WHAT YOU NEED TO DO:
Can you reproduce the lines below word for word, leaving out the pictures?

EXERCISE MATERIALS:
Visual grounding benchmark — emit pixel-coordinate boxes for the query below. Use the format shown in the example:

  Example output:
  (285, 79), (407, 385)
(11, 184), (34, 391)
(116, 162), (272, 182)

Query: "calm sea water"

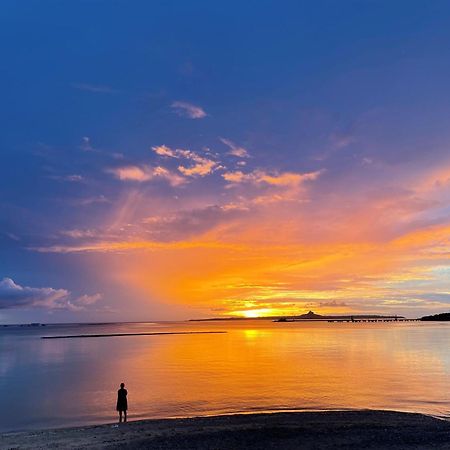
(0, 320), (450, 431)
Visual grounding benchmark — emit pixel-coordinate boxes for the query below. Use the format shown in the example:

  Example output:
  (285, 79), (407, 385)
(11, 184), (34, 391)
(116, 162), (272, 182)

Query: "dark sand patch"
(0, 411), (450, 450)
(41, 331), (226, 339)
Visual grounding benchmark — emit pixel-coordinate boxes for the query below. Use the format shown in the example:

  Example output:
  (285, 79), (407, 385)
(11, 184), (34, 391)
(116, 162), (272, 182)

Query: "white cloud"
(222, 170), (322, 187)
(49, 173), (84, 183)
(108, 165), (186, 186)
(71, 83), (119, 94)
(152, 145), (176, 158)
(178, 158), (217, 177)
(220, 138), (250, 158)
(0, 278), (101, 311)
(152, 145), (219, 177)
(170, 101), (207, 119)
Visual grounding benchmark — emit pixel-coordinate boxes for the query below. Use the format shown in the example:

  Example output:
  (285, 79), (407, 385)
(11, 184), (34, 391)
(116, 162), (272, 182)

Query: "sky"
(0, 0), (450, 323)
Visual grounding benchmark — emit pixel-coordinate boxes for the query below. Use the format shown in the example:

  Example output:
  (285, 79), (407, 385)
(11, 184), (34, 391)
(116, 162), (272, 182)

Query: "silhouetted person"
(116, 383), (128, 423)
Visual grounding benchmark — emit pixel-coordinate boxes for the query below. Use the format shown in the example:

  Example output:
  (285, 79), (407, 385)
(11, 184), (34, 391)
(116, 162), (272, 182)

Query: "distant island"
(190, 311), (405, 322)
(420, 313), (450, 322)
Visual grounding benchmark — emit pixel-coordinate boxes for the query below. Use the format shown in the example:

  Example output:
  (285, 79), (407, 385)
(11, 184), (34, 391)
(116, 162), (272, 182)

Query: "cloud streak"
(0, 278), (102, 311)
(170, 101), (207, 119)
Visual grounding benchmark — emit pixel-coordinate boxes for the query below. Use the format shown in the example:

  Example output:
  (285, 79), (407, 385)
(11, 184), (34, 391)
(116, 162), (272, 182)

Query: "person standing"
(116, 383), (128, 423)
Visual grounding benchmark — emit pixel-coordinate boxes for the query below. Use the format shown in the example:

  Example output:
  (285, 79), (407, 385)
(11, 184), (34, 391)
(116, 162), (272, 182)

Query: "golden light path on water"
(0, 320), (450, 430)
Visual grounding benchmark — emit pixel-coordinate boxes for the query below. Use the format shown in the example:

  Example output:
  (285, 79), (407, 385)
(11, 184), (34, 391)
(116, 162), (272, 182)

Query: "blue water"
(0, 320), (450, 431)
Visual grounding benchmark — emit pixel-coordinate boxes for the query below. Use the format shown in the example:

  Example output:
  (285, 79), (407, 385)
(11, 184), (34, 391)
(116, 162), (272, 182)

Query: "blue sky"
(0, 0), (450, 322)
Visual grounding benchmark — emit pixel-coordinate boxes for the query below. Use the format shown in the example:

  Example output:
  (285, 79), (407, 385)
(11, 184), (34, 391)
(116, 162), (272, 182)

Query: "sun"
(239, 308), (273, 319)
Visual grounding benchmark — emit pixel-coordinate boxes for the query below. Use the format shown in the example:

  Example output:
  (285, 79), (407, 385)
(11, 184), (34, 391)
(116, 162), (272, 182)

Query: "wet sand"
(0, 411), (450, 450)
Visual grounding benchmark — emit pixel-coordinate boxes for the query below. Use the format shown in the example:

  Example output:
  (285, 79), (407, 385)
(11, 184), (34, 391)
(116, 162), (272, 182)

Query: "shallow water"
(0, 320), (450, 431)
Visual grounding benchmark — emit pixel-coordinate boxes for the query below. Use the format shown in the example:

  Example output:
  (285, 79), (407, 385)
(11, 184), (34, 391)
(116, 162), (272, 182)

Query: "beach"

RESULT BELOW:
Visual grounding benchmark — emit pixel-coordinate boxes for the query below. Use the format shown in the example:

  Example output:
  (285, 79), (407, 385)
(11, 184), (34, 391)
(116, 162), (272, 182)

Query: "calm sea water"

(0, 320), (450, 431)
Visual grounding benchmark — emit pixel-coordinate boxes for the query below. Use the format shown in the example:

  Example output:
  (285, 79), (407, 385)
(11, 184), (34, 391)
(116, 162), (272, 182)

Query: "dark sand patch"
(0, 411), (450, 450)
(41, 331), (226, 339)
Visual grounding benchmark — emit pixel-coordinate boxes for the query below. Use the format shown in the example:

  Example output:
  (285, 79), (407, 385)
(11, 184), (34, 391)
(116, 162), (272, 182)

Query: "white cloud"
(222, 170), (322, 187)
(49, 173), (84, 183)
(108, 165), (186, 186)
(71, 83), (119, 94)
(152, 145), (176, 158)
(178, 158), (217, 177)
(220, 138), (250, 158)
(0, 278), (101, 311)
(152, 145), (219, 177)
(170, 101), (207, 119)
Visual grounding benchmark — emit pixel-coordinate boxes for the query below. Use the format shown in the example:

  Example output:
  (285, 79), (407, 385)
(11, 184), (34, 391)
(116, 162), (272, 182)

Query: "sky"
(0, 0), (450, 323)
Visual grounding benchmark — emit pixel-coordinate boxes for the query below. Use the format shown in the example:

  Example output:
  (285, 79), (407, 385)
(11, 184), (34, 391)
(116, 162), (272, 182)

Query: "silhouetted person"
(116, 383), (128, 423)
Visual grounding benchmark — emit pixel-coordinate boxes for the query below. Use the format shown in the example:

  Example output:
  (285, 79), (407, 385)
(11, 184), (34, 391)
(116, 162), (272, 182)

Query: "distant island"
(190, 311), (405, 322)
(420, 313), (450, 322)
Visual grounding benchmark — emit pixel-coordinate boxes for the query below. Use the format shown in the example:

  Example output:
  (285, 79), (407, 385)
(11, 184), (34, 391)
(116, 162), (272, 182)

Query: "cloud streak"
(0, 278), (102, 311)
(170, 101), (207, 119)
Visual grounding benchmark — emit pixel-coordinate boxes for the query below. Use the format shown in the example:

  Example output:
  (285, 79), (407, 385)
(11, 184), (34, 391)
(116, 162), (272, 182)

Query: "person standing"
(116, 383), (128, 423)
Visual grounding benchmark — emit pixel-coordinate boxes for the query below. Use the format shown in the example:

  Example output:
  (285, 79), (407, 385)
(11, 184), (34, 391)
(116, 162), (272, 182)

Query: "golden light path on water"
(0, 320), (450, 430)
Visual grounding benchmark — emit pixel-coordinate boxes for the query below. Use the format shown in the example:

  Example output:
  (285, 79), (407, 385)
(11, 184), (34, 391)
(116, 162), (272, 182)

Query: "blue water"
(0, 320), (450, 431)
Visual grounding benchmark — emit pixel-coordinate boxes for the query below. Use the format shown in the example:

  Example output:
  (285, 79), (407, 385)
(11, 184), (34, 391)
(116, 162), (272, 182)

Query: "blue sky"
(0, 0), (450, 322)
Visual grounding benchmark — emit pixel-coordinate boxes for the query below. Use the format shown in the example:

  Example output:
  (285, 79), (407, 385)
(11, 184), (34, 391)
(116, 162), (272, 182)

Query: "sun"
(239, 308), (273, 319)
Visual grounding benchmark — emit pixel-coordinate boxes for the query below. Use the format shown in the example:

  Example output:
  (285, 79), (407, 385)
(11, 184), (34, 391)
(116, 162), (272, 182)

Query: "wet sand"
(0, 411), (450, 450)
Visual grounding benchmark — emit pixel-coordinate boxes for the query below. Use the format shown in the example:

  Example output:
  (285, 79), (407, 385)
(11, 184), (34, 391)
(116, 162), (272, 182)

Query: "shallow water"
(0, 320), (450, 431)
Visual grounding benchmark — emit pixel-coordinate boxes for the query below. Use the format shown in the example:

  Example output:
  (285, 79), (407, 385)
(11, 184), (34, 391)
(116, 162), (272, 182)

Query: "beach"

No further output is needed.